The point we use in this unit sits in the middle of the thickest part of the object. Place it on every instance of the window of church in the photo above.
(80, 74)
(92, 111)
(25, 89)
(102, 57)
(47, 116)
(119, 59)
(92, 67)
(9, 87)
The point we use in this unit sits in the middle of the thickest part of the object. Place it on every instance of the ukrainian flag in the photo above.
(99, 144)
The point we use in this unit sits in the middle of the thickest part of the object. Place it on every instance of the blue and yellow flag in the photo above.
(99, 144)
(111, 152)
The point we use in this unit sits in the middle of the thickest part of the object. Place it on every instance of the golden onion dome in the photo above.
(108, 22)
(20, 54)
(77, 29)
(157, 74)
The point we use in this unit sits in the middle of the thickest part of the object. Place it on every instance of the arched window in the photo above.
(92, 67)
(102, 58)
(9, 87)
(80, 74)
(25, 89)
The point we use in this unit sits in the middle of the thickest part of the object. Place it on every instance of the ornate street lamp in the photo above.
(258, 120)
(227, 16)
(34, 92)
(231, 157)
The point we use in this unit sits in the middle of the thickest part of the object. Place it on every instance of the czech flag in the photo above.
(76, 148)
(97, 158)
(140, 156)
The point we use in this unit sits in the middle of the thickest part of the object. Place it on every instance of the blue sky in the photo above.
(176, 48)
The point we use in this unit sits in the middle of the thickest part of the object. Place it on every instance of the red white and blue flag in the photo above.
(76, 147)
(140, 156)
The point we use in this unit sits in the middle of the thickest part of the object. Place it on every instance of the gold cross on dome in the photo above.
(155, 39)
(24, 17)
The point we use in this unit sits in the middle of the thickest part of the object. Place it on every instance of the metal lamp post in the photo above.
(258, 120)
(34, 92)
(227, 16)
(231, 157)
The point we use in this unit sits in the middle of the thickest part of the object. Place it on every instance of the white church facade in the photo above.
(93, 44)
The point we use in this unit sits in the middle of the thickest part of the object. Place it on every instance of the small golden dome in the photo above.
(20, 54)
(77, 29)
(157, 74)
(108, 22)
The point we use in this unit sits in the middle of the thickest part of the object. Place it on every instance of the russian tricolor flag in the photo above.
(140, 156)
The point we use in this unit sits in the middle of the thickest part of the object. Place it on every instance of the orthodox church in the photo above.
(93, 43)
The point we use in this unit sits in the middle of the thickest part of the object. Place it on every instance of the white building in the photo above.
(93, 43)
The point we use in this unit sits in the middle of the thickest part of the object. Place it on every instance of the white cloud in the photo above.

REQUIREMENT:
Without omitting anything, output the data verbatim.

TASK RESPONSE:
The point we use in this unit sits in the middle of the thickest part of the object. Place it on every instance of the window of church in the photo above.
(80, 74)
(92, 111)
(25, 89)
(102, 57)
(47, 116)
(119, 59)
(92, 67)
(9, 87)
The point we use in this unit sits in the middle of the thickest part of the object. Place it on every instance of the ukrainian flag in the photo above.
(99, 144)
The point we use in this unit sits in the middle of the thickest part of the object. Place it on every instance of the blue and yellow flag in the photo above.
(99, 144)
(111, 152)
The point we use in this unit sits in the middle of the thickest part of the object. Place it on every instance of the golden onion dome in the photo above.
(108, 22)
(20, 54)
(77, 29)
(157, 74)
The point we use in this unit sits in the middle of the thickest part of the object. Place it on every instance of the arched window in the photo above.
(92, 67)
(102, 58)
(9, 87)
(80, 74)
(25, 89)
The point we use in this unit sits in the middle of the thickest part of the object. Place it on every instance of the ornate street lamp in the photo above.
(258, 120)
(227, 16)
(34, 92)
(231, 157)
The point we use in this unit sits in the middle of the thickest part of the object. Place it on every instance of the czech flag in the photo above.
(76, 148)
(97, 158)
(140, 156)
The point we use in this unit sits in the middle of the thickest part of the object. Place it on every instance of the blue sky in the photo above.
(176, 48)
The point we use in this unit sits in the middle of the thickest part of the object. Place it on every instance of the red white and blue flag in the photo above.
(76, 147)
(140, 156)
The point we use in this unit sits in the middle of the thickest part of the object. Place it on every instance of the gold cross on dome in the photo above.
(155, 39)
(24, 17)
The point we use in this unit sits in the middle of the thickest part of the object. Place it on every instance of the metal lamp post in the photo above.
(258, 120)
(34, 92)
(227, 16)
(231, 157)
The point we use in this unit sits in the middle of the thickest part of the object. Place it on every instance of the white church facade in the photo above.
(93, 44)
The point we use in this unit sits in the middle of the thickest part of the object. Place it on every instance of the small golden dome in the photo above.
(20, 54)
(77, 29)
(157, 74)
(108, 22)
The point we use in this unit sits in the middle of the thickest part of the object. Place it on every instance of the russian tricolor flag in the photo above.
(140, 156)
The point we use in this unit sits in the middle of the thickest part of the object. Place it on every instance of the orthodox church in the photo above.
(93, 43)
The point we use in this unit sits in the middle of the thickest part of the object. Place it on every instance of the white building in the photo above.
(93, 43)
The point we use in this unit sits in the middle of the thickest part of the object. Place it on every instance of the white cloud in the photo above.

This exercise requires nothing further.